What is required: In the material below, find the line that contains "Target: porch support post" and the line that contains "point(444, 261)", then write out exactly those two lines and everything between them.

------------------------------------------------------------

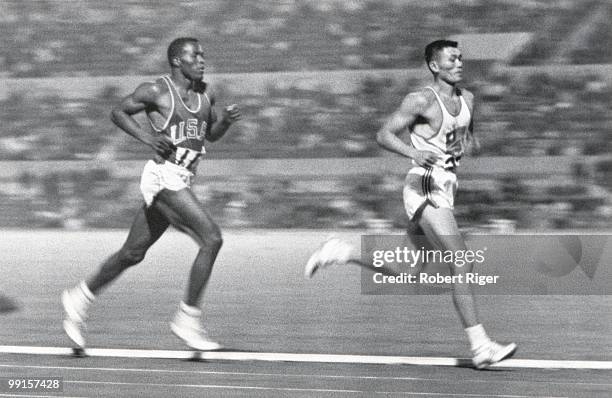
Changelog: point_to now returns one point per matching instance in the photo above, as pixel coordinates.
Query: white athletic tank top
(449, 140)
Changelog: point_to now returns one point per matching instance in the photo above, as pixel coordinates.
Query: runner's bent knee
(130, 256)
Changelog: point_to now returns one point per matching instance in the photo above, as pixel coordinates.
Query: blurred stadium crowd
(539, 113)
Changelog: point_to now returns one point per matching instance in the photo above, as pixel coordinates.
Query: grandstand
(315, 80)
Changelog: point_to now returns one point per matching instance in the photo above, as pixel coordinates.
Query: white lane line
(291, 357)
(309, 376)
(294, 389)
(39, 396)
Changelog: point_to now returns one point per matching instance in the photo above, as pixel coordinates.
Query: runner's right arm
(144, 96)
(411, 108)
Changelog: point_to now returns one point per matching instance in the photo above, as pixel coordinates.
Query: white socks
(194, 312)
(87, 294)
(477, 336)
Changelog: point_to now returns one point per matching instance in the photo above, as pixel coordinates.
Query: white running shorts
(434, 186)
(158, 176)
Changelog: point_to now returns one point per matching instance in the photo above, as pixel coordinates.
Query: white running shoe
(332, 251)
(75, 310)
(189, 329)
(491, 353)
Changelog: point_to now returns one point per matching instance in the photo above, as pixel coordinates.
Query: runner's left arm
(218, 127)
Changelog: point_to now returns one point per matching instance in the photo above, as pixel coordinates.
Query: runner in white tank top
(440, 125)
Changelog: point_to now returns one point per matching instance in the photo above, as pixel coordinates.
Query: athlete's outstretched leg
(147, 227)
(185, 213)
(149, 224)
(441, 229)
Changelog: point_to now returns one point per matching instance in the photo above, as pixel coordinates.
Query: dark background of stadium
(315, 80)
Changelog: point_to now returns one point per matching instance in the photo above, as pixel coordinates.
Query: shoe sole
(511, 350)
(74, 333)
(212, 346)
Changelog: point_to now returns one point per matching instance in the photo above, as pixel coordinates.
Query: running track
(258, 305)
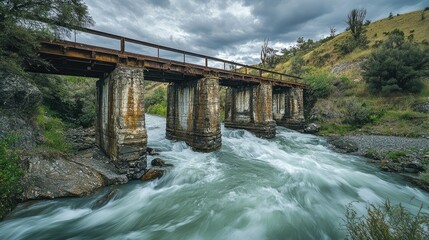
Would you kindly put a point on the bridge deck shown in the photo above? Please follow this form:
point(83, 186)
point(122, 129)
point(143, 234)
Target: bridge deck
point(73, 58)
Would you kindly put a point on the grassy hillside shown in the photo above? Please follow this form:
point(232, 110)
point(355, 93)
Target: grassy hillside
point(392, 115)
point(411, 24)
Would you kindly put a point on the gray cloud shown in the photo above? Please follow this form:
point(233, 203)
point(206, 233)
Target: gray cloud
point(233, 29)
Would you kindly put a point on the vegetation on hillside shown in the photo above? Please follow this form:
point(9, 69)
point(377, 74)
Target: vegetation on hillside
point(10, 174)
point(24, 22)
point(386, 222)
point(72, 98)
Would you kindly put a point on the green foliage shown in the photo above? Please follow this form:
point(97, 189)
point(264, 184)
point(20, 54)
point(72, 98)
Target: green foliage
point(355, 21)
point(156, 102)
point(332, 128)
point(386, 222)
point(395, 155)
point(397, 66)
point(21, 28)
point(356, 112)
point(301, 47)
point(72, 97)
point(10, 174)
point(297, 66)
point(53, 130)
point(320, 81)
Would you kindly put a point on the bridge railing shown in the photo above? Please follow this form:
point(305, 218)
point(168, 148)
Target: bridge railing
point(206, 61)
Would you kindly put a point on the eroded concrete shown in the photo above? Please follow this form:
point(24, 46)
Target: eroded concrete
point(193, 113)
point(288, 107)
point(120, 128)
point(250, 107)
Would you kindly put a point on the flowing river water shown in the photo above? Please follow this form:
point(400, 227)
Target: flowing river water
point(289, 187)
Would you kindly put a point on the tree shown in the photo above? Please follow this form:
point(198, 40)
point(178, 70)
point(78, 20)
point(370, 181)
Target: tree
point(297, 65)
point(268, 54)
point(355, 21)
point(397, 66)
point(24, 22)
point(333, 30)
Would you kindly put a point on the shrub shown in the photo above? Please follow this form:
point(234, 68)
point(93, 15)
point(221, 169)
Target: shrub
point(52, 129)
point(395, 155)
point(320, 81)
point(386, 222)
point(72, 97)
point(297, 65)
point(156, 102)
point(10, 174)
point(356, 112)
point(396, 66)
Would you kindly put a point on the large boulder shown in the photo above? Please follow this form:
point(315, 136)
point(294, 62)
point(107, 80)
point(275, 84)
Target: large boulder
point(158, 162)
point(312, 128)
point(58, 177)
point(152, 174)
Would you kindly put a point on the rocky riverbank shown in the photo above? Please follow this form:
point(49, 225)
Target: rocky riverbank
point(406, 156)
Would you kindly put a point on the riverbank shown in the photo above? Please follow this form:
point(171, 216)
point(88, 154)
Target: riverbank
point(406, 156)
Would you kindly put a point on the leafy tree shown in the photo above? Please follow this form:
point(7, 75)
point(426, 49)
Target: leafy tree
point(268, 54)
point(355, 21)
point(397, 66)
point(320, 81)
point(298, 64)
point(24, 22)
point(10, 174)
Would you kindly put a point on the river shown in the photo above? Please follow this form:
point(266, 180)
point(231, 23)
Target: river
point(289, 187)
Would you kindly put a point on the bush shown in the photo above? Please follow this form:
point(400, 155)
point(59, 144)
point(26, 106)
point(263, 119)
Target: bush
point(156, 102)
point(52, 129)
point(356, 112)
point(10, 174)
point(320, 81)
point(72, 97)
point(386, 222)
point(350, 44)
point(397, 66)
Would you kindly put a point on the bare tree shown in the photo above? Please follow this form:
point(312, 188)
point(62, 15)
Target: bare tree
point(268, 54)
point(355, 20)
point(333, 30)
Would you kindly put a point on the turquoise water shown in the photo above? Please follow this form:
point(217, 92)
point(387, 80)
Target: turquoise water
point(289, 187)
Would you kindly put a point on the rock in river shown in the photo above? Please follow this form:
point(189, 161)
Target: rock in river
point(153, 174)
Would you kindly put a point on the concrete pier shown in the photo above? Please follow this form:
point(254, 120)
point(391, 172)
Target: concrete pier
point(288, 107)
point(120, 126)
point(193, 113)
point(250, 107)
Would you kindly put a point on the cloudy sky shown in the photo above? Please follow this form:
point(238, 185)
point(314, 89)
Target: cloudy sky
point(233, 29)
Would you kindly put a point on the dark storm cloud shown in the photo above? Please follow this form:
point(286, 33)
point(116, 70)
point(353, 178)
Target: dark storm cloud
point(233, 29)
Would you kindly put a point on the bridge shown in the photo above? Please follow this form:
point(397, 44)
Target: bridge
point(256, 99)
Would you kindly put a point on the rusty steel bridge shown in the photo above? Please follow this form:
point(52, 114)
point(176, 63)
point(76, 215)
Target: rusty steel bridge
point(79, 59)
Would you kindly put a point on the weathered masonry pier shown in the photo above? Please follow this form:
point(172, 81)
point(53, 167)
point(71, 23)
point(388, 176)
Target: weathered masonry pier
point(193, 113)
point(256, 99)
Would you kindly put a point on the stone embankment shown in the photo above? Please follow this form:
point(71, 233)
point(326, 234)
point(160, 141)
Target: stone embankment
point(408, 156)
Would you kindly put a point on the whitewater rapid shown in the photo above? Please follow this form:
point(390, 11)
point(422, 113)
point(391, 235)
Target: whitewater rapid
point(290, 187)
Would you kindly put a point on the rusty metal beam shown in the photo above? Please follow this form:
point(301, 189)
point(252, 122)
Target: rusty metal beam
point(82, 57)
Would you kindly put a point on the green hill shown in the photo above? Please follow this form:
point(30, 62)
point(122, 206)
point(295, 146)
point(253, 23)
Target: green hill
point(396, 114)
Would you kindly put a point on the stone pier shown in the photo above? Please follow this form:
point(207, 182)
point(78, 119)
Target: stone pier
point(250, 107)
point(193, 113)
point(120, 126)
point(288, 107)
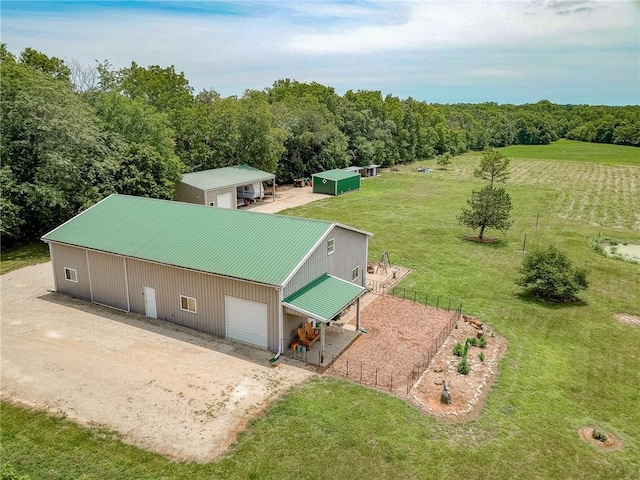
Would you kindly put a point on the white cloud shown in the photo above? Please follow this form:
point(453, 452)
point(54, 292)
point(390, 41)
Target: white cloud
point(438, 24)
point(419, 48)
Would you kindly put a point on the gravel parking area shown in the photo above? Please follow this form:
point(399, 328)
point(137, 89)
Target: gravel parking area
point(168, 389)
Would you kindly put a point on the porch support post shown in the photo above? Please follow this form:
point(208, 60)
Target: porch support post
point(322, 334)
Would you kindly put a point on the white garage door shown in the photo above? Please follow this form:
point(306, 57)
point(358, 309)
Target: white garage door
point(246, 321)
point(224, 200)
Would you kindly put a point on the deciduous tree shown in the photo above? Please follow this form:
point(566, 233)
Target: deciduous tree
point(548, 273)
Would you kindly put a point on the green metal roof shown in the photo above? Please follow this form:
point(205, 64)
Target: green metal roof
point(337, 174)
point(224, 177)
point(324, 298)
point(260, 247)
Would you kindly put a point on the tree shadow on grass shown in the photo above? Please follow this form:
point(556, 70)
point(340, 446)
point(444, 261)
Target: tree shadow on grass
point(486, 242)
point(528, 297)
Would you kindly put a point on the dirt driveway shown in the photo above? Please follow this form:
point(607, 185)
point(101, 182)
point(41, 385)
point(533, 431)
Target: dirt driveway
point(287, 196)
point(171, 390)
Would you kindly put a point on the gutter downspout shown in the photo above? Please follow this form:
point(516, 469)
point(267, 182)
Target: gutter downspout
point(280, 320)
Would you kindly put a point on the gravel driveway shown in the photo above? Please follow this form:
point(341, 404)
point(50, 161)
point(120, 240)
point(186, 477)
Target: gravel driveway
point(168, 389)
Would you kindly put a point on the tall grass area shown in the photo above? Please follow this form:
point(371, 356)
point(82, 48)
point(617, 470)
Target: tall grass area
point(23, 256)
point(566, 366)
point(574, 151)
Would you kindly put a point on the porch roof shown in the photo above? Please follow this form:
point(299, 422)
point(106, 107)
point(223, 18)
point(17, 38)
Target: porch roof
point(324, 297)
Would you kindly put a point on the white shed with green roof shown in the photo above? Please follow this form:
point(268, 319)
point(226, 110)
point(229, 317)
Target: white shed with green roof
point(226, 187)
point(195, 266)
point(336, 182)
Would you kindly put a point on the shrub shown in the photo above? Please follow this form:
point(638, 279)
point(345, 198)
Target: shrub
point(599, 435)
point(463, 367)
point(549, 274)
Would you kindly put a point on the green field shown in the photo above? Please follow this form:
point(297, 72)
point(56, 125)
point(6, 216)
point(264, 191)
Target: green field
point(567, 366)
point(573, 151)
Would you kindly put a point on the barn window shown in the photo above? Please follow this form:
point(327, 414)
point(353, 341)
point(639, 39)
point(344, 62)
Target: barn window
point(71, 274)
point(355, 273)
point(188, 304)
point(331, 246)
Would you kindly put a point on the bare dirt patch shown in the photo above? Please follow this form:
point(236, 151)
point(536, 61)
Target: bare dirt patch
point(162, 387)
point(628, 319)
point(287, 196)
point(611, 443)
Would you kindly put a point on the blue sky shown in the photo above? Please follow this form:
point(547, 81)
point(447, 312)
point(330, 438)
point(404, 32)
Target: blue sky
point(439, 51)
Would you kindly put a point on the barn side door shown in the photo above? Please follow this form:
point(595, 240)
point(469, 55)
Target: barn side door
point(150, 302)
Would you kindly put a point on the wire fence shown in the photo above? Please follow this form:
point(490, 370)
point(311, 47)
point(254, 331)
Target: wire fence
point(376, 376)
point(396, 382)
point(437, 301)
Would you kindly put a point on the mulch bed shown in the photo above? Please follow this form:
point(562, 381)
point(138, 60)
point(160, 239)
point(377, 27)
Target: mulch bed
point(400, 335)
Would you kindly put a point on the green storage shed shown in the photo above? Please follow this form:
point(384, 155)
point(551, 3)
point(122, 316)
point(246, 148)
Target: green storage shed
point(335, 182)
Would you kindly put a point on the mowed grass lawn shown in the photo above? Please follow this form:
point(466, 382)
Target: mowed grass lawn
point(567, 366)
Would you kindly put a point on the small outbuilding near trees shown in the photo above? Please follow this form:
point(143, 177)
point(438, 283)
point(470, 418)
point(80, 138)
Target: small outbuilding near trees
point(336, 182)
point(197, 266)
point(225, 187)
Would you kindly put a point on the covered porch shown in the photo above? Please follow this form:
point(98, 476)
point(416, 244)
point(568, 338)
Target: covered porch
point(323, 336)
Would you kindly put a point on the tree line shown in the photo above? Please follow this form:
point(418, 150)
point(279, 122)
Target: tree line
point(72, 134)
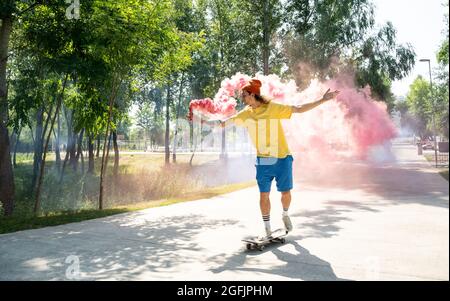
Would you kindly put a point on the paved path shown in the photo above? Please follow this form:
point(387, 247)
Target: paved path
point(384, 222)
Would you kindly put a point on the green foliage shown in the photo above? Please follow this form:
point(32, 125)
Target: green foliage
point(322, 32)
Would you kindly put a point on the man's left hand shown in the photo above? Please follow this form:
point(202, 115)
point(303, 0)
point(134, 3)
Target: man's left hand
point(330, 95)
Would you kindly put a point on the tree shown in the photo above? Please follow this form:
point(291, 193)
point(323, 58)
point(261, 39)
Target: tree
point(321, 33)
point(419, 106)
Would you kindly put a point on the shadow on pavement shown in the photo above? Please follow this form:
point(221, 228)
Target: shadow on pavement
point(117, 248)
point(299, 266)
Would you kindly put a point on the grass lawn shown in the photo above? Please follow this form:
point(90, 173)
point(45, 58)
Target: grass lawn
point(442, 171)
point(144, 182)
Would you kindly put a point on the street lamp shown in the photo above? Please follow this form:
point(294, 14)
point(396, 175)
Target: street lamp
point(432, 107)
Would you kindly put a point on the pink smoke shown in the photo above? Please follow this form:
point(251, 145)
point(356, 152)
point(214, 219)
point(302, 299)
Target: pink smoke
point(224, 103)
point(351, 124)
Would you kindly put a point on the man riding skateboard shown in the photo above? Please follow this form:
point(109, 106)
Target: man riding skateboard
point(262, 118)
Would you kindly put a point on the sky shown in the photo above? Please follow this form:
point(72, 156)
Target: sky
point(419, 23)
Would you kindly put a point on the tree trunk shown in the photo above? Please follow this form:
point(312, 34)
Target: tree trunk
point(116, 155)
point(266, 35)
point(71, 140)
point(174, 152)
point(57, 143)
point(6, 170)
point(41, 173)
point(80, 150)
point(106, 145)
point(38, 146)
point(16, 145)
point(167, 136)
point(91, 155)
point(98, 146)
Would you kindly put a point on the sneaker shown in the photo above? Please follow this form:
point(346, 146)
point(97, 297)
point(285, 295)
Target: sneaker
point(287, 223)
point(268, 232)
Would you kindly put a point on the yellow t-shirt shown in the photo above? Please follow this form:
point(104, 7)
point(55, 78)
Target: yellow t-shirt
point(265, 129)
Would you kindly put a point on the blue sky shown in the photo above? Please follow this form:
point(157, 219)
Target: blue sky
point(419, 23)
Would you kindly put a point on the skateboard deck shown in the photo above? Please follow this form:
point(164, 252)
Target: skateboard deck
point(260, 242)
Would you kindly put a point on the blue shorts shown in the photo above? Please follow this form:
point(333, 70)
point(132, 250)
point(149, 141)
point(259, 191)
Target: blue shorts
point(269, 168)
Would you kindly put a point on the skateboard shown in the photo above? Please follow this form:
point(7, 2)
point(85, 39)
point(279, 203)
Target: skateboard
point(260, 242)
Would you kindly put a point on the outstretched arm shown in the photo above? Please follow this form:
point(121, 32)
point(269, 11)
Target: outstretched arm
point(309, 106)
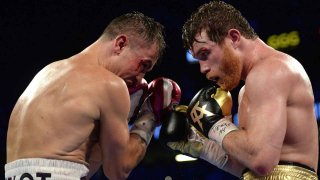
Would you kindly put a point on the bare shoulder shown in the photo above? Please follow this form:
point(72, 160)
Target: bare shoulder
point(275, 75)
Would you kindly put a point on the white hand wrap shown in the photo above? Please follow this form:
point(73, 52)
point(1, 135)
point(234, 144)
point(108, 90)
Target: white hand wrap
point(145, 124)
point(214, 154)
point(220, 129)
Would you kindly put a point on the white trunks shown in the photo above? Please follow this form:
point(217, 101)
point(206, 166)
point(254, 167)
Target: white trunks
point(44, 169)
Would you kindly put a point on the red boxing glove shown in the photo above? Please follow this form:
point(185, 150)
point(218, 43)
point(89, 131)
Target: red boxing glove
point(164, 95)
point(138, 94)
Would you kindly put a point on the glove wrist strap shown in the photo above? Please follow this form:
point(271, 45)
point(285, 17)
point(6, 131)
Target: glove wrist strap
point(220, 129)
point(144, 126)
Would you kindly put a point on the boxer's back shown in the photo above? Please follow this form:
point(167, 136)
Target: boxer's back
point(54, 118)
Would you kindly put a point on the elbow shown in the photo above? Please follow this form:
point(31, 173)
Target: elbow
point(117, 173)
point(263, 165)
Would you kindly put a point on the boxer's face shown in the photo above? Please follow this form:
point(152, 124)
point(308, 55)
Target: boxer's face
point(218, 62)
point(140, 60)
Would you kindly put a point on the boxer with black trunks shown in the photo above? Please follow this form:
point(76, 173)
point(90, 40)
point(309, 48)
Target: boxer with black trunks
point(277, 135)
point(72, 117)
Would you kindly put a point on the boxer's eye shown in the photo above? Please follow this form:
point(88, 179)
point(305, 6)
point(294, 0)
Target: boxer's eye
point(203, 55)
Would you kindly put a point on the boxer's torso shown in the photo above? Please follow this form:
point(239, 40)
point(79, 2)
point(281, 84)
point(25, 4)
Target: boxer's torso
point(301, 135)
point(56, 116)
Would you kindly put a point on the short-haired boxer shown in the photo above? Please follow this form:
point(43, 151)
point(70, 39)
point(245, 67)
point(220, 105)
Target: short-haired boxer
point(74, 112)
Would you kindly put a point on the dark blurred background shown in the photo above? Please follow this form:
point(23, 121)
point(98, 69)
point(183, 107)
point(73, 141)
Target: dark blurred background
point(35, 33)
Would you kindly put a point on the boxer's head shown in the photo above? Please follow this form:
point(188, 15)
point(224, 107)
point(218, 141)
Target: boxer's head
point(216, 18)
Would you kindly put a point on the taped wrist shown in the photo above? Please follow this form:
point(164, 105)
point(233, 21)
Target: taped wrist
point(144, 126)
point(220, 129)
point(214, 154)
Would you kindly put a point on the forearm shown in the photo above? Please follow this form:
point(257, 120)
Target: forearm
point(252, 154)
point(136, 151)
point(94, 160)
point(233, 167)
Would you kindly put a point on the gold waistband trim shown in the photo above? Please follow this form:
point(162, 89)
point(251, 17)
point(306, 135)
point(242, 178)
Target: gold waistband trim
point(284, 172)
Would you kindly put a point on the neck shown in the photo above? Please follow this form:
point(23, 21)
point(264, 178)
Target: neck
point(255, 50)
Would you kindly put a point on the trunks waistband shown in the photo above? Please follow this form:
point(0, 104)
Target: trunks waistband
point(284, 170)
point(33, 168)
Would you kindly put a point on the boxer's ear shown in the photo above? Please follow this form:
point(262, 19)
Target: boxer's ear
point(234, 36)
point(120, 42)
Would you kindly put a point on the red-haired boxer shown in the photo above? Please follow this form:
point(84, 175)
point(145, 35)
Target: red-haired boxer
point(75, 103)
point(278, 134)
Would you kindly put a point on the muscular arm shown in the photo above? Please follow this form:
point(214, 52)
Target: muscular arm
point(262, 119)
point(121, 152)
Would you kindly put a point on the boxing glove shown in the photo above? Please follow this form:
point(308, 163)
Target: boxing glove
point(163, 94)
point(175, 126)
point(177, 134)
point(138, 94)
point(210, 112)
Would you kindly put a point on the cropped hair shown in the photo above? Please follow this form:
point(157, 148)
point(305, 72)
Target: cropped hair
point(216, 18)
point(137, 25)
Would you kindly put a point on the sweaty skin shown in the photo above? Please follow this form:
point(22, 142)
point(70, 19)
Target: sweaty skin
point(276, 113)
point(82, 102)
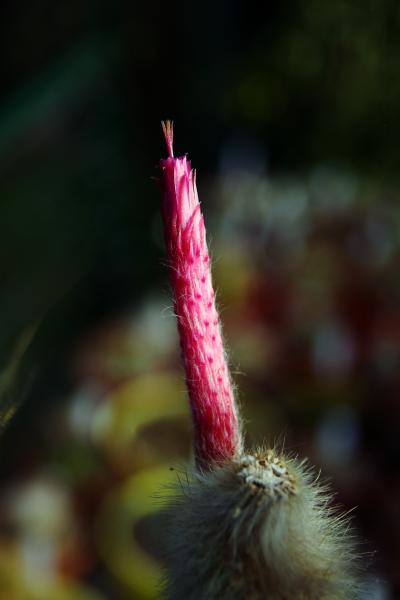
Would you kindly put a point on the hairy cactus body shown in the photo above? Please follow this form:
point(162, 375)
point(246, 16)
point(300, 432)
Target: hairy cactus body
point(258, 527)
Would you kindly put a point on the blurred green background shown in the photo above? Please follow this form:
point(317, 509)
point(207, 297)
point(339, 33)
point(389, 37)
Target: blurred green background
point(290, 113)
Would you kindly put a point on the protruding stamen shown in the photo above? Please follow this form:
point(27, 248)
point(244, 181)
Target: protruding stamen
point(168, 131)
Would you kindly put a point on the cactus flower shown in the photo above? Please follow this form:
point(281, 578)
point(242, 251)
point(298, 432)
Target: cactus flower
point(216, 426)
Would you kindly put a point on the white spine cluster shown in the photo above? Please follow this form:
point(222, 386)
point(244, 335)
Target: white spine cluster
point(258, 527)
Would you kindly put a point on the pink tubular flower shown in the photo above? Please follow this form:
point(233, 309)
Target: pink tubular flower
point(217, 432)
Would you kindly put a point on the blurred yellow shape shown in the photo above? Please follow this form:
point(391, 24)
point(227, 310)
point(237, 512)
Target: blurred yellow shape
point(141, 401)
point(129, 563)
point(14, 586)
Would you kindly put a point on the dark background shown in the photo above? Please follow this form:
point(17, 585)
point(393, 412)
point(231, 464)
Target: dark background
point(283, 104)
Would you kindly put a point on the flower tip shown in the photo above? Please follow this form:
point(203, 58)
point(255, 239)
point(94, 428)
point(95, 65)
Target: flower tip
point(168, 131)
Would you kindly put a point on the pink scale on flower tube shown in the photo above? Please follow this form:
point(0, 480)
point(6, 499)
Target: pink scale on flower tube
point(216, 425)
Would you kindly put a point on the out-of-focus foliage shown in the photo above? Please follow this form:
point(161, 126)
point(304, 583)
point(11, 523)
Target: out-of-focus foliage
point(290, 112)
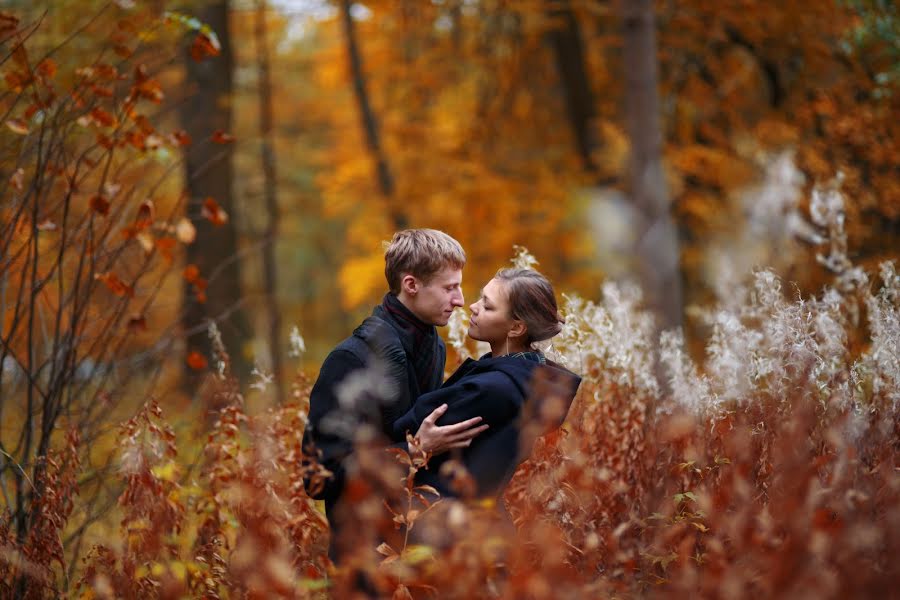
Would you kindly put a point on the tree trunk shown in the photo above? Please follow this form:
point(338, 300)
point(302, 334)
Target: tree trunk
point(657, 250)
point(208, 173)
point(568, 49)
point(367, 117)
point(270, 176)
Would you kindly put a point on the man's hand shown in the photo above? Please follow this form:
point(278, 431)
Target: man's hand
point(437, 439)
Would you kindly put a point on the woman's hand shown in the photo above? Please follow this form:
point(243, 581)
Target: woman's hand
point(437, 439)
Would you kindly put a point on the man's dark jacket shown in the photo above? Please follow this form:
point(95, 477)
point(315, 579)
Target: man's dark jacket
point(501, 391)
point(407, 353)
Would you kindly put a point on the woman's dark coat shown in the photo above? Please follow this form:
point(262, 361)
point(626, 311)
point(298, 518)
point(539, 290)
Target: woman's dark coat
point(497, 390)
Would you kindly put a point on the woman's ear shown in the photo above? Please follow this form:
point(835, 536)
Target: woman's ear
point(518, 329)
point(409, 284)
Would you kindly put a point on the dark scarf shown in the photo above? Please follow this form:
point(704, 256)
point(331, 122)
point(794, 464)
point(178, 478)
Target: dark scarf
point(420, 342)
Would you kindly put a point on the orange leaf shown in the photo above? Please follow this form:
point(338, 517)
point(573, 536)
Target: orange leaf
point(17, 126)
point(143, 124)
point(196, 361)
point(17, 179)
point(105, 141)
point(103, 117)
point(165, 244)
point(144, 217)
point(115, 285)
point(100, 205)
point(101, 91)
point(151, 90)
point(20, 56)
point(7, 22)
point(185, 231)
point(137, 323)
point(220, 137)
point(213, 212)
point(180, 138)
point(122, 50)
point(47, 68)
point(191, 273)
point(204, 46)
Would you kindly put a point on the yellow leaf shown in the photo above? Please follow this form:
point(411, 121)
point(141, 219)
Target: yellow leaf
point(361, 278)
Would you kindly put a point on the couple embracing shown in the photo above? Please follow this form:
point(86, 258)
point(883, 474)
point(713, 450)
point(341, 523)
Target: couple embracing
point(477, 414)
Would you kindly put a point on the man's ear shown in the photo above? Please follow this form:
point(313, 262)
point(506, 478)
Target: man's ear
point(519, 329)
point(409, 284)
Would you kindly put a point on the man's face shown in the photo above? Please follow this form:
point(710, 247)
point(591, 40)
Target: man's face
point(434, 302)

------------------------------------------------------------

Answer for this exercise:
Target: porch support post
point(322, 334)
Would you kindly put a point on the white garage door shown in the photo above? Please follow this form:
point(306, 57)
point(358, 309)
Target: white garage door
point(246, 321)
point(224, 200)
Would you kindly put a point on the deciduous tree shown in the photo above? Please follow this form:
point(566, 233)
Target: deciduous tree
point(548, 273)
Would you kindly put a point on the green metal roof shown in the photo above? Please follow this form:
point(205, 64)
Target: green metal roof
point(337, 174)
point(224, 177)
point(324, 298)
point(260, 247)
Would you kindly put a point on the tree shadow on grass shown in the photo above? Please follow this form:
point(556, 70)
point(340, 446)
point(444, 261)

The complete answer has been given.